Aim:
Copy out the following listing line for line, changing no character.

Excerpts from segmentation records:
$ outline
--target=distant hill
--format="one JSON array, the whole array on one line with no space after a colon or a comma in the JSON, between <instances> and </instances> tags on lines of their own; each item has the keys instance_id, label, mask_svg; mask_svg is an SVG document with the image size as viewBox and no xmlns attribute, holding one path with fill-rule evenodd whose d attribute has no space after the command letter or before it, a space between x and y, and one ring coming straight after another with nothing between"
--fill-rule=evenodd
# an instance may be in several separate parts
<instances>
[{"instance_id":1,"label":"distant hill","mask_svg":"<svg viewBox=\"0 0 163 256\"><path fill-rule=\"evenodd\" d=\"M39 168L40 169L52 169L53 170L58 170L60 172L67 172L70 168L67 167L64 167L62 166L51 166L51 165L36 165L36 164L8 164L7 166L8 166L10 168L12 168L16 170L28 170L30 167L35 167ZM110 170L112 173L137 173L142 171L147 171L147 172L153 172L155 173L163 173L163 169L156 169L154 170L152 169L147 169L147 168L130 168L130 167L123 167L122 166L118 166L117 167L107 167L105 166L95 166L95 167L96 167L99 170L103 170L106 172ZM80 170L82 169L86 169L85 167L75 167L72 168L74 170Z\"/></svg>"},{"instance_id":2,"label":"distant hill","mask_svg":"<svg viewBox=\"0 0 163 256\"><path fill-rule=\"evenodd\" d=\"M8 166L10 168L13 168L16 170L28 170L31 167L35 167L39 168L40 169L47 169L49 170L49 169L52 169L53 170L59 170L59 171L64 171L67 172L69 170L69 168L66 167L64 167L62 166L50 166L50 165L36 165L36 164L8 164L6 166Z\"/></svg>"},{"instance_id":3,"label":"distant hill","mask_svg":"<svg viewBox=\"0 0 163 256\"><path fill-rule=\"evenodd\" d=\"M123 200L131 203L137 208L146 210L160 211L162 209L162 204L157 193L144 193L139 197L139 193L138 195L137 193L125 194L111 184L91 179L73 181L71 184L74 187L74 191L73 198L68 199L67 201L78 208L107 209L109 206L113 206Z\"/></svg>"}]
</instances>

Full solution:
$ outline
--target=distant hill
--format="one JSON array, the whole array on one line with no space after a colon or a comma in the JSON, between <instances> and </instances> tags on lines of their own; each item has the keys instance_id, label, mask_svg; mask_svg is an SVG document with the image size as viewBox and no xmlns attribute, holding one path with fill-rule evenodd whose d attribute has no space after the command letter or before it, a space between x and y, and one ring coming straight after another with nothing between"
--fill-rule=evenodd
# an instance may be in several separate parts
<instances>
[{"instance_id":1,"label":"distant hill","mask_svg":"<svg viewBox=\"0 0 163 256\"><path fill-rule=\"evenodd\" d=\"M39 168L40 169L52 169L53 170L58 170L60 172L67 172L70 168L67 167L64 167L62 166L51 166L51 165L36 165L36 164L8 164L7 166L8 166L10 168L12 168L16 170L28 170L30 167L35 167ZM110 170L112 173L137 173L142 171L147 171L147 172L153 172L155 173L163 173L163 169L156 169L154 170L152 169L147 169L147 168L130 168L130 167L123 167L122 166L118 166L117 167L107 167L105 166L95 166L95 167L96 167L99 170L103 170L106 172ZM80 170L82 169L86 169L85 167L75 167L72 168L74 170Z\"/></svg>"},{"instance_id":2,"label":"distant hill","mask_svg":"<svg viewBox=\"0 0 163 256\"><path fill-rule=\"evenodd\" d=\"M8 166L10 168L13 168L16 170L28 170L31 167L35 167L39 168L40 169L47 169L49 170L49 169L52 169L53 170L59 170L59 171L64 171L67 172L69 170L69 168L66 167L64 167L62 166L50 166L50 165L36 165L36 164L8 164L6 166Z\"/></svg>"},{"instance_id":3,"label":"distant hill","mask_svg":"<svg viewBox=\"0 0 163 256\"><path fill-rule=\"evenodd\" d=\"M123 200L131 203L137 208L146 210L160 211L162 209L162 204L157 193L144 193L139 197L139 193L138 195L137 193L125 194L111 184L91 179L73 181L71 184L74 187L74 191L73 198L68 199L67 201L78 208L107 209L109 206L113 206Z\"/></svg>"}]
</instances>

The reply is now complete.